Task goal:
Please reproduce every row below without any changes, keeping them in the same order.

Point annotation rows
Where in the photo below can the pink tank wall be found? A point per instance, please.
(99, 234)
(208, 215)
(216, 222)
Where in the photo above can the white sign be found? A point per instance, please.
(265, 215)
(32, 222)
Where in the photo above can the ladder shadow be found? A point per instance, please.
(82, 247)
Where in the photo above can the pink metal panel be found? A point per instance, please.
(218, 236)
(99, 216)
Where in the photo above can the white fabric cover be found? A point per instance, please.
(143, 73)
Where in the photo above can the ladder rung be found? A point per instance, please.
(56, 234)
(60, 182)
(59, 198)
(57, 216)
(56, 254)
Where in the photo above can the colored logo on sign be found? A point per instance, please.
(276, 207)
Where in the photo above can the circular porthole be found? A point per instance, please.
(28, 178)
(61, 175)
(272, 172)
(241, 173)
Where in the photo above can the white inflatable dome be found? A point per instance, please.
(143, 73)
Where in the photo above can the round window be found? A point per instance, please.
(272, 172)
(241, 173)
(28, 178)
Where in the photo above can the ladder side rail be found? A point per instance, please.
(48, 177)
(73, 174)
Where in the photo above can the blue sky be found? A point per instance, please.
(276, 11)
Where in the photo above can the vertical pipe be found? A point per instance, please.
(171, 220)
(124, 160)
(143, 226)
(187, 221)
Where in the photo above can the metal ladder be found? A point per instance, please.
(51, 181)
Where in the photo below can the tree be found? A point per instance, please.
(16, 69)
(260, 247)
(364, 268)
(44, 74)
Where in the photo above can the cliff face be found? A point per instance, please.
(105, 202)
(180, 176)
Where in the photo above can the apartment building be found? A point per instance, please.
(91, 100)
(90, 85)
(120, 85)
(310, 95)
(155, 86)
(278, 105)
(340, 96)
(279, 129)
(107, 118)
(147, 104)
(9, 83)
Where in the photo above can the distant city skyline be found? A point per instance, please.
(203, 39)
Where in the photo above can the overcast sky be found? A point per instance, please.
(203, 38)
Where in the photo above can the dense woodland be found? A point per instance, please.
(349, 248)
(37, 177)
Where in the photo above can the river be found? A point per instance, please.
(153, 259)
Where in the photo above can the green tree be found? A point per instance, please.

Task answer:
Where in the photo below can the pink tank wall be found? A point per instance, please.
(99, 234)
(208, 215)
(216, 222)
Where in the photo above can the white sign be found? A point per instance, please.
(265, 215)
(32, 222)
Where in the photo above can the ladder shadow be found? A point per instance, please.
(82, 247)
Where in the photo above can the pink metal panel be found? A point per instance, please.
(218, 236)
(99, 216)
Where in the photo above can the white fabric cover be found? A point per instance, please.
(143, 73)
Where in the photo above can the ladder rung be found? A point per instance, please.
(56, 234)
(60, 182)
(59, 198)
(57, 216)
(56, 254)
Where in the photo above can the colored logo on sign be found? A point per instance, please.
(276, 207)
Where in the photo above can the circular porthole be found? A point per instance, please.
(28, 178)
(61, 175)
(272, 172)
(241, 173)
Where in the photo above can the white inflatable dome be found? A point per instance, please.
(143, 73)
Where in the photo above can the round window be found? A point per instance, please.
(272, 172)
(241, 173)
(28, 178)
Where in the photo above can the ladder side rail be found? A point per instance, please.
(48, 177)
(73, 174)
Where in the photo above can the blue sky be found? A point per instance, please.
(276, 11)
Where in the photo above can the vertical pipe be found? A point per instance, please.
(171, 220)
(124, 160)
(143, 226)
(187, 221)
Where in the photo above can the metal ladder be found? A point per instance, please.
(51, 181)
Where in the photo below can the tree be found? A point per instance, please.
(16, 69)
(260, 247)
(364, 268)
(44, 74)
Where in the photo above can the cliff face be found? A point per instance, please.
(105, 202)
(180, 176)
Where in the photo above can the apartment building be found? A point per instance, please.
(91, 100)
(90, 85)
(120, 85)
(310, 95)
(155, 86)
(278, 105)
(340, 96)
(279, 129)
(107, 118)
(147, 104)
(9, 83)
Where in the photo above can the distant city skyline be found? A point per instance, please.
(203, 39)
Where in the photo above can the overcast sky be found? A point per instance, please.
(203, 38)
Where in the photo above can the dense woodland be found? A point per instance, please.
(349, 248)
(37, 177)
Where in the photo above can the river be found? A point per instance, please.
(153, 259)
Where in the photo above can the green tree be found? A point per instance, please.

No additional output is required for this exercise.